Problem statement = Repeat back the entries that follow, keeping every word as it is.
[Data for review — start]
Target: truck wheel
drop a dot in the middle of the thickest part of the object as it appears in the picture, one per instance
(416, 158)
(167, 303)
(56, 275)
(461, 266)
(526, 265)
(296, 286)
[Data for review — finish]
Output for this task =
Target: truck wheel
drop a dot in the middle of the thickest part of the object as it appears in the picture, one per instance
(416, 158)
(167, 303)
(56, 275)
(461, 266)
(526, 265)
(296, 286)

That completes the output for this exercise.